** OBJETIVO DO EXERCÍCIO **
Indique se cada afirmação concorda com o texto sobre a criação da Escola Normal, respondendo sim ou não e citando literalmente as palavras do texto que decidem a questão: (a) a criação da Escola Normal foi decidida em abril de 1923; (b) a instituição iniciaria suas atividades em Porto Alegre; (c) o fundo inicial arrecadado foi de cinqüenta contos.

** BLOCO DE TEXTO **
+ + + +

Finalmente nos dias dois e três de abril de 1923, na Assembléia Geral dos Professores, comemorativa dos 25 anos da existência da entidade, foi decidida a criação da Escola Normal. O Jornal do Professor publicou a seguinte “conclamação ao reverendo clero, professores e amigos da escola”:
A décima primeira Assembléia Geral da Associação do Ensino Católico, em Porto Alegre concretizou o desejo tão longamente cultivado de fundar uma instituição para a formação dos professores. Essa instituição para a formação de professores católicos que gozou de aprovação expressa de sua excelência reverendíssima o sr. Arcebispo Metropolitano D. João Becker, iniciará em breve as suas atividades em Estrela. A Associação Riograndense dos Professores arrecadou, como fundo inicial para a manutenção desta obra tão importante para a catolicidade, a soma de quinze contos. A intenção é aumentar esse fundo para cinqüenta a sessenta contos. Com os juros desse capital mais contribuições posteriores, será possível arcar com a manutenção do Seminário destinado aos professores. (Lehrerzeitug, 1923, nº 6, p. I)
Uma análise dos estatutos da nova Escola Normal, alguns pontos merecem atenção.

+ + + +

** TRECHO DOS DADOS **
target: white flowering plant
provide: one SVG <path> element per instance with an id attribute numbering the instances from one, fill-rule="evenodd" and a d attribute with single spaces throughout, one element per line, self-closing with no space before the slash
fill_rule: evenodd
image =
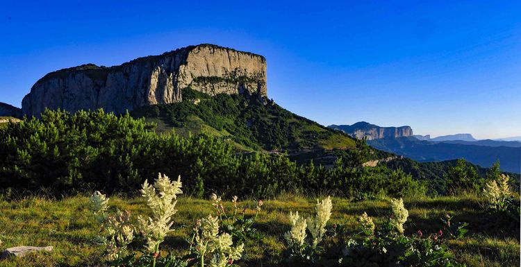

+ + + +

** RESOLUÇÃO **
(a) Sim: “nos dias dois e três de abril de 1923, na Assembléia Geral dos Professores, comemorativa dos 25 anos da existência da entidade, foi decidida a criação da Escola Normal”.
(b) Não: “iniciará em breve as suas atividades em Estrela”.
(c) Não: “arrecadou, como fundo inicial para a manutenção desta obra tão importante para a catolicidade, a soma de quinze contos”.